* start Text shown *
# Access through bedroom?



## Inspector 102 (Sep 30, 2011)

Isn't there a code reference that prohibits one bedroom being access through another bedroom? I can't find anything and am wondering if this is a child welfare issue or building code issue I just can't find.


----------



## brudgers (Sep 30, 2011)

Inspector 102 said:
			
		

> I can't find anything and am wondering if this is a child welfare issue or building code issue I just can't find.


  It's a real estate issue.


----------



## Mule (Sep 30, 2011)

As long as there is proper emergency egress there's not a problem.


----------



## fatboy (Sep 30, 2011)

Unless you have adopted the IPMC, 404.4.2 prohibits accessing a bedroom though another bedroom as the only means of access.


----------



## rshuey (Sep 30, 2011)

Yep, we use IPMC. fatboy's correct.


----------



## mtlogcabin (Sep 30, 2011)

So brudgers designs a house with access from one bedroom going thru another which is not prohibited in the IRC or IBC. fatboy has to issue the permit because it complies with the building code. On the day of final inspection he issues the CO and then the violation letter for the property maintinance code :banghd

Don't you just love the consistency in the codes


----------



## north star (Sep 30, 2011)

** * * **

From the `06 IPMC, *Section 404.4.2 - Access from bedrooms.* 

Bedrooms shall not constitute the only means of access to other bedrooms or

habitable spaces and shall not serve as the only means of egress from other

habitable spaces.

*Exception:* Units that contain fewer than two bedrooms.



** * * **


----------



## fatboy (Sep 30, 2011)

"Don't you just love the consistency in the codes"

Yup, ain't it great?


----------



## gbhammer (Sep 30, 2011)

mtlogcabin said:
			
		

> So brudgers designs a house with access from one bedroom going thru another which is not prohibited in the IRC or IBC. fatboy has to issue the permit because it complies with the building code. On the day of final inspection he issues the CO and then the violation letter for the property maintinance code :banghdDon't you just love the consistency in the codes


We have not adopted the IPMC and would not have the problem, but I am curious as to how those AHJs that have adopted the IPMC would handle the problem should it arise.


----------



## imhotep (Sep 30, 2011)

mtlogcabin said:
			
		

> So brudgers designs a house with access from one bedroom going thru another which is not prohibited in the IRC or IBC. fatboy has to issue the permit because it complies with the building code. On the day of final inspection he issues the CO and then the violation letter for the property maintinance code :banghdDon't you just love the consistency in the codes


IRC 2009



> R310.1 Emergency escape and rescue required. Basements, habitable attics and every sleeping room...


Doesn't the word 'every' have the same effect as the IPMC?


----------



## Inspector 102 (Sep 30, 2011)

Thanks for the input. I am guessing that I read the requirement in the maintenance code, however we have not adopted it. I will proceed accordingly.


----------



## knightj (Sep 30, 2011)

If I came across that during plan review, I would advise the permit applicant that as soon as the CO was issued the structure would be in violation PM code.
* end Text shown *
* start Supplied records *
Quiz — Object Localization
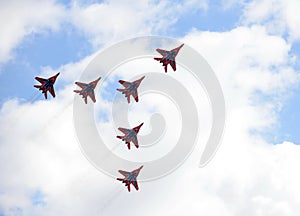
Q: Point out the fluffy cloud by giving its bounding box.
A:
[0,2,300,216]
[244,0,300,41]
[0,0,64,63]
[70,0,207,48]
[0,22,300,215]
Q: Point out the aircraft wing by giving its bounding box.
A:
[132,136,139,148]
[170,61,176,71]
[156,49,168,56]
[119,170,130,177]
[49,86,55,97]
[132,89,139,102]
[35,77,47,84]
[75,82,88,89]
[132,181,139,190]
[119,80,131,88]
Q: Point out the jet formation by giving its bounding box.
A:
[74,77,101,104]
[117,123,144,149]
[117,166,144,192]
[34,73,59,99]
[154,44,184,73]
[117,76,145,103]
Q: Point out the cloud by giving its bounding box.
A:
[0,0,64,64]
[0,2,300,216]
[244,0,300,41]
[0,22,300,216]
[70,0,208,48]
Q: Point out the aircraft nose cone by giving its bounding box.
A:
[133,122,144,133]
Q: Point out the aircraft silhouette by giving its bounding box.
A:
[154,44,184,73]
[74,77,101,104]
[117,76,145,103]
[117,123,144,149]
[117,166,143,192]
[34,73,60,99]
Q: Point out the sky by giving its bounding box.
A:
[0,0,300,216]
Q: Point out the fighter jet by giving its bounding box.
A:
[74,77,101,104]
[117,123,144,149]
[117,166,143,192]
[34,73,59,99]
[154,44,184,73]
[117,76,145,103]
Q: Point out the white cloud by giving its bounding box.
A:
[0,26,300,215]
[0,0,64,63]
[244,0,300,41]
[70,0,207,48]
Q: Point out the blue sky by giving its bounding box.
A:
[0,1,300,143]
[0,0,300,216]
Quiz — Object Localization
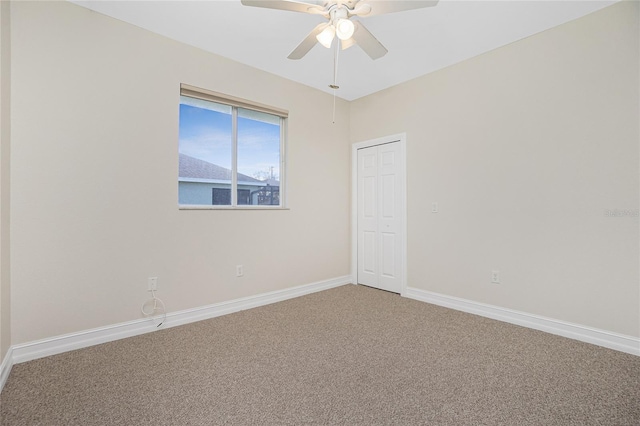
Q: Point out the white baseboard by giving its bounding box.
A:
[10,275,351,366]
[402,287,640,356]
[0,347,13,392]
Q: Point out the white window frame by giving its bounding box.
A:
[178,83,289,210]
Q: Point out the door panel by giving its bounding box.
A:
[357,142,404,293]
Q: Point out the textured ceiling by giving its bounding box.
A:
[73,0,616,100]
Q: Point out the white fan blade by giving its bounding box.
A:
[287,22,329,59]
[352,0,438,17]
[241,0,325,14]
[340,37,356,50]
[351,21,388,59]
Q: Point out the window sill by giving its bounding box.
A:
[178,204,289,211]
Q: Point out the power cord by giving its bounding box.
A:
[140,290,167,327]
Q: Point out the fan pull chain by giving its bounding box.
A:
[329,40,340,124]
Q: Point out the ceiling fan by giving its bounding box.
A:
[241,0,438,59]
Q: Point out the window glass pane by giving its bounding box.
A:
[237,108,280,205]
[178,96,232,205]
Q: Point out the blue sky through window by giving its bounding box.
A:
[179,103,280,179]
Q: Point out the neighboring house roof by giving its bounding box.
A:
[179,154,264,184]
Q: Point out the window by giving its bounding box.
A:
[178,85,287,208]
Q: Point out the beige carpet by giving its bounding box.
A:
[0,285,640,426]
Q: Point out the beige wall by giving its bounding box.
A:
[5,2,640,355]
[11,2,350,345]
[351,2,640,336]
[0,1,11,364]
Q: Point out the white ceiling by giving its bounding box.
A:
[71,0,617,100]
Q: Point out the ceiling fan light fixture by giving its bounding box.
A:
[316,25,336,49]
[336,19,355,40]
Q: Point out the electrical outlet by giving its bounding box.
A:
[147,277,158,291]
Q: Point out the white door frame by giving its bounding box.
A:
[351,133,407,296]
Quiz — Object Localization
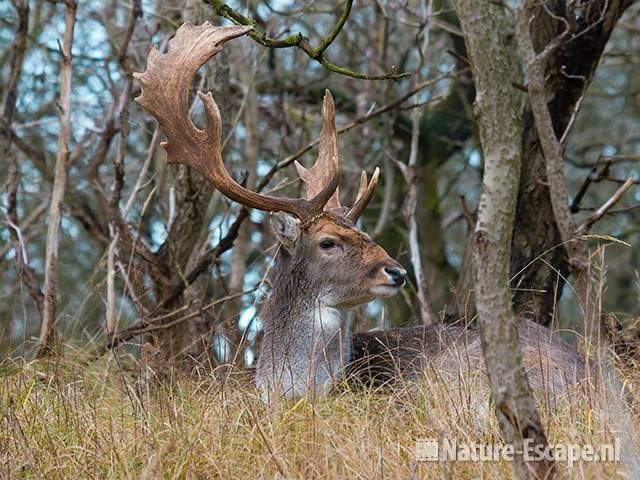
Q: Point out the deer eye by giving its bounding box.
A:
[320,239,336,250]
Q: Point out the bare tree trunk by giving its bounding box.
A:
[456,0,554,478]
[397,109,438,325]
[38,0,77,357]
[0,0,43,318]
[225,77,259,364]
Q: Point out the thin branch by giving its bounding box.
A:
[577,177,634,236]
[204,0,411,80]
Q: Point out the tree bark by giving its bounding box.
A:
[511,0,632,325]
[38,0,77,357]
[456,0,554,478]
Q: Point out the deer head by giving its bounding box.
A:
[134,23,406,394]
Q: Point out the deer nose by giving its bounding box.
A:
[384,267,407,287]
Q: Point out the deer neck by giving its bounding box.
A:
[256,255,351,400]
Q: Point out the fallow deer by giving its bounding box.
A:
[135,23,584,404]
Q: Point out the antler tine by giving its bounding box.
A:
[347,167,380,223]
[134,22,338,220]
[295,90,341,210]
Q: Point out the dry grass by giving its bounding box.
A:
[0,348,638,479]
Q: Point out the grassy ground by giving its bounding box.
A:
[0,350,638,479]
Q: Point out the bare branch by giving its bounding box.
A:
[204,0,411,80]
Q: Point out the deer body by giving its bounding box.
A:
[347,318,585,396]
[134,23,584,399]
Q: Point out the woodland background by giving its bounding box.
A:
[0,0,640,366]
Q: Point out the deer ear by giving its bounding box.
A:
[269,212,300,248]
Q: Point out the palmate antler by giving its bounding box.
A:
[295,90,380,222]
[134,22,379,221]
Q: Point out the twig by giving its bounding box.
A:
[577,177,634,236]
[204,0,411,80]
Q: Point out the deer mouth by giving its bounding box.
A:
[370,284,401,298]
* end Supplied records *
• _Set of tasks_
[a] Print the part of the forum thread on bedroom access starting at "## imhotep (Sep" and ending at "every sleeping room...".
[b] Pick out every line of the records that contains the word "deer".
The forum thread on bedroom access and the records have nothing to do with each other.

• _Results by task_
[a]
## imhotep (Sep 30, 2011)

mtlogcabin said:
			
		

> So brudgers designs a house with access from one bedroom going thru another which is not prohibited in the IRC or IBC. fatboy has to issue the permit because it complies with the building code. On the day of final inspection he issues the CO and then the violation letter for the property maintinance code :banghdDon't you just love the consistency in the codes


IRC 2009



> R310.1 Emergency escape and rescue required. Basements, habitable attics and every sleeping room...

[b]
Q: Point out the deer eye by giving its bounding box.
Q: Point out the deer head by giving its bounding box.
Q: Point out the deer nose by giving its bounding box.
Q: Point out the deer neck by giving its bounding box.
Q: Point out the fallow deer by giving its bounding box.
Q: Point out the deer body by giving its bounding box.
Q: Point out the deer ear by giving its bounding box.
Q: Point out the deer mouth by giving its bounding box.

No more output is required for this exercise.